Exercise prompt — Rewrite the entries starting at the line containing "Expected output: a single point for each instance of the flower" and ending at the last line of the entries, swapping "stone wall" for "brick wall" and leaving everything else as it is.

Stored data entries
>>
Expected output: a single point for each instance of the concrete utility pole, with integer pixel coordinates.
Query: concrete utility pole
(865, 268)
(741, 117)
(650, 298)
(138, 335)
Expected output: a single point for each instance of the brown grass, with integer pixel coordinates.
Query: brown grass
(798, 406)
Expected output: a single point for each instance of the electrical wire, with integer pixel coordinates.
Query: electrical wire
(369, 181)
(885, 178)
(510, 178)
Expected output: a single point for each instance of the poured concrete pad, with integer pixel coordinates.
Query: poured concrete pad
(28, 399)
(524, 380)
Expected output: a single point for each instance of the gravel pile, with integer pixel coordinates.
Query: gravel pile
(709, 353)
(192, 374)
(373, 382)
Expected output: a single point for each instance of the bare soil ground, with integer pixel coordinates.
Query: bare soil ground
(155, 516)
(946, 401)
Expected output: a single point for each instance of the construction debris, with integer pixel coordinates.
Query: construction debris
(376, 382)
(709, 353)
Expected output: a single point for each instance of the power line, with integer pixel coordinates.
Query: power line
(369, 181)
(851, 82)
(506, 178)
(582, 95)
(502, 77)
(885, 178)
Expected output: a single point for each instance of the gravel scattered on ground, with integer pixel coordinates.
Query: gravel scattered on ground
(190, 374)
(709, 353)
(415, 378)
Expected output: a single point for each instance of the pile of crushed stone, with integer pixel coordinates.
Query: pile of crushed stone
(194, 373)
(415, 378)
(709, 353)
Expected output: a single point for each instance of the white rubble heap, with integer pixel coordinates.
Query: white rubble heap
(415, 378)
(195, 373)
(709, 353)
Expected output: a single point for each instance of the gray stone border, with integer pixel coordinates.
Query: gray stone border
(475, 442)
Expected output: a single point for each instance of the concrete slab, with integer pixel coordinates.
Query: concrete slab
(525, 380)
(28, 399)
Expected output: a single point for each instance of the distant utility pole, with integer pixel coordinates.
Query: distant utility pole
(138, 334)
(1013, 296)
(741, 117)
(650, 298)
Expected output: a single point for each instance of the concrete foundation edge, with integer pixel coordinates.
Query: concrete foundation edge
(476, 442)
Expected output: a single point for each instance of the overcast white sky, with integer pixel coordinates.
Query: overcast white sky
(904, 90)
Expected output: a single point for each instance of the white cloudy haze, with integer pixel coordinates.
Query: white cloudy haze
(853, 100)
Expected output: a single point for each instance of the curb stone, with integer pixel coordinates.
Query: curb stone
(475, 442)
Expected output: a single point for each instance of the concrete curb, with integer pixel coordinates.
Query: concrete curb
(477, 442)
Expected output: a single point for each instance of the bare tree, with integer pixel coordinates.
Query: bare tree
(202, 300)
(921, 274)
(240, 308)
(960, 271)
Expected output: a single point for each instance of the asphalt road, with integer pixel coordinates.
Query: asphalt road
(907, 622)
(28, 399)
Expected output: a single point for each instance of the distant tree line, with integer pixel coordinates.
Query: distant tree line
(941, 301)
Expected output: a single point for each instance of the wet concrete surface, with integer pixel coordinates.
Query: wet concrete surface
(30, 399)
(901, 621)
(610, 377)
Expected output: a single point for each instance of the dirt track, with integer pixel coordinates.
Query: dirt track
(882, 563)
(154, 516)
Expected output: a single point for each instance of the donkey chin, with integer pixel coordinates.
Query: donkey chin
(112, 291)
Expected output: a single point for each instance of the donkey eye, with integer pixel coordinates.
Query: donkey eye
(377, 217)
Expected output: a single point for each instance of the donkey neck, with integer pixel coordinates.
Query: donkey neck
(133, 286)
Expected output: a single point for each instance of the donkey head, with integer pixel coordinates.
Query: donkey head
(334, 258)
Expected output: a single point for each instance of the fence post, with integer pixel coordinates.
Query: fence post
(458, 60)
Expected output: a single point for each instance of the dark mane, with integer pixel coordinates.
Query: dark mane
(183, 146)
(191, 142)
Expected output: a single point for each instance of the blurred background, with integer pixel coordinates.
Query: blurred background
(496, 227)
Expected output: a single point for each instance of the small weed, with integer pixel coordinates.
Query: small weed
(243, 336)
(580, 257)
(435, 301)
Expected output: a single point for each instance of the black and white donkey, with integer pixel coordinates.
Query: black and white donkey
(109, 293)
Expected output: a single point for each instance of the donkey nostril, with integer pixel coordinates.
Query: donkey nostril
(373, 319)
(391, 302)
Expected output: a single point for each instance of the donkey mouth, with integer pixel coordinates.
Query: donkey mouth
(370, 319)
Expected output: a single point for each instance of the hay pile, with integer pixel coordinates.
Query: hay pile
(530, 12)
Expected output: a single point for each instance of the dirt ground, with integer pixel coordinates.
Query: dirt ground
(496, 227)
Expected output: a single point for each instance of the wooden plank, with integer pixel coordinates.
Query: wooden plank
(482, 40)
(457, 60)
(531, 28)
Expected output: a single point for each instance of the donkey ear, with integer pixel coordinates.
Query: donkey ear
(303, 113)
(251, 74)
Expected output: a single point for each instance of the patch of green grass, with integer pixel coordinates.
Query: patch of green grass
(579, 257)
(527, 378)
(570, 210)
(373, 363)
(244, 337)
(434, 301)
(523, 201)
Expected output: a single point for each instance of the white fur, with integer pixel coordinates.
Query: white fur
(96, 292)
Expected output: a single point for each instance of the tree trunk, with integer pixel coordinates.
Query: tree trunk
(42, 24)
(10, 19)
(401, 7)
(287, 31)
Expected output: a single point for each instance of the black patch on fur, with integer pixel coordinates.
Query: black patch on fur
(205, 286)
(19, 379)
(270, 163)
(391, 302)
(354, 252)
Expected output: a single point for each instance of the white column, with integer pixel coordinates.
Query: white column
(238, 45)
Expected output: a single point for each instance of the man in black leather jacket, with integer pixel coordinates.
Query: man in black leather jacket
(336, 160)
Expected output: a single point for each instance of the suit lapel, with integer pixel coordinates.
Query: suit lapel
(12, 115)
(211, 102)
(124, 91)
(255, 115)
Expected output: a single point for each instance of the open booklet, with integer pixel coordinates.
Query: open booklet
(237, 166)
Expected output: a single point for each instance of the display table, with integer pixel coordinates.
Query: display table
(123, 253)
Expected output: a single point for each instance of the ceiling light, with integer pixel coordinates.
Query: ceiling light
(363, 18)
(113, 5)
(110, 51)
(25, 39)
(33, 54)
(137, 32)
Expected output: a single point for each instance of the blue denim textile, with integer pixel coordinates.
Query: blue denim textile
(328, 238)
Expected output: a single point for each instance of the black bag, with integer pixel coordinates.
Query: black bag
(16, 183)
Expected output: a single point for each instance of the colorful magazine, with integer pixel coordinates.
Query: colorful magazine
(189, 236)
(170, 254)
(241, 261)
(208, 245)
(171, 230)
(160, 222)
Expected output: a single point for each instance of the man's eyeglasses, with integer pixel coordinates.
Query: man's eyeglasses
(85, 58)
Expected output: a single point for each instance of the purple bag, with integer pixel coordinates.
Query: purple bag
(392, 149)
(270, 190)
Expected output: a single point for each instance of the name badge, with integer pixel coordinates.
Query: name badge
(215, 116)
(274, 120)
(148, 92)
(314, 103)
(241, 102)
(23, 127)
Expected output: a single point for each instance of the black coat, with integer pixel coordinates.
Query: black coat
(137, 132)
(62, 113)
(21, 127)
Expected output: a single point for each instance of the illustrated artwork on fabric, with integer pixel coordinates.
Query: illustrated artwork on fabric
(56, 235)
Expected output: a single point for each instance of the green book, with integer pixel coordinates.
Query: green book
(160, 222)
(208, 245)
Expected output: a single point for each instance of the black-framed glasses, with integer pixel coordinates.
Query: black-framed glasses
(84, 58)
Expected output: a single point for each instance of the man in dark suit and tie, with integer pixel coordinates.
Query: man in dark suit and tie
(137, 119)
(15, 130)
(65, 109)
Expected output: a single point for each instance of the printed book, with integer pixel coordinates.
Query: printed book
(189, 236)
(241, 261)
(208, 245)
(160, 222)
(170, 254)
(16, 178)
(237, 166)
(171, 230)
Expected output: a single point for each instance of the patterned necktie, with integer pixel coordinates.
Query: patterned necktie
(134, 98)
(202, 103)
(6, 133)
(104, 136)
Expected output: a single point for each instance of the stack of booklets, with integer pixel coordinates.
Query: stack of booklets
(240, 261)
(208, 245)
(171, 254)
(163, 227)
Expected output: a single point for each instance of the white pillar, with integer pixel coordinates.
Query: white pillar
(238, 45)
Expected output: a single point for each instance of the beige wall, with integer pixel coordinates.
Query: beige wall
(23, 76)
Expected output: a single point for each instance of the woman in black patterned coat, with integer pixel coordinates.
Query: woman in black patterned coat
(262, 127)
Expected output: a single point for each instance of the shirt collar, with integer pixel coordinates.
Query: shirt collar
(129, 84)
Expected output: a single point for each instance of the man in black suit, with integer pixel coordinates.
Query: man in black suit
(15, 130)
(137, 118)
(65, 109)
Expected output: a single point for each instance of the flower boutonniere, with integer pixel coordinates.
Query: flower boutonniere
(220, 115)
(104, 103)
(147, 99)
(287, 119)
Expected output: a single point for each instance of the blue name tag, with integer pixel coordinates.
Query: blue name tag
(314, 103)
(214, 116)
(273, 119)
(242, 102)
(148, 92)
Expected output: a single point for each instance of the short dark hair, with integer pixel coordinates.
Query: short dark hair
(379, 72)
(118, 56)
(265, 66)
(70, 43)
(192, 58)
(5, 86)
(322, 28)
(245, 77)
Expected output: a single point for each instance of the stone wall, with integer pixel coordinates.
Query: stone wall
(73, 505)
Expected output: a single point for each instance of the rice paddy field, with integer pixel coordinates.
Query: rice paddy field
<<
Output for this exercise —
Expected output: a single point for each instance of the flower boutonniere, with integer pixel coordinates.
Query: flower boutonniere
(220, 115)
(104, 103)
(147, 99)
(287, 119)
Expected output: a single point for each instance of the blue name tag, with integer pixel coordinates.
Query: blue name tag
(314, 103)
(214, 116)
(273, 119)
(242, 102)
(148, 92)
Expected output: a single point for each instance of the short dark hair, with integer pixel coordinates.
Query: short dark hair
(379, 72)
(118, 56)
(265, 66)
(70, 43)
(192, 58)
(5, 86)
(322, 28)
(245, 77)
Expected output: a single point for each instance of the brick wall, with integer pixel coordinates.
Query: brick wall
(73, 505)
Expected output: a single point for each instance of the rice paddy field, with integer pixel coordinates.
Query: rice paddy field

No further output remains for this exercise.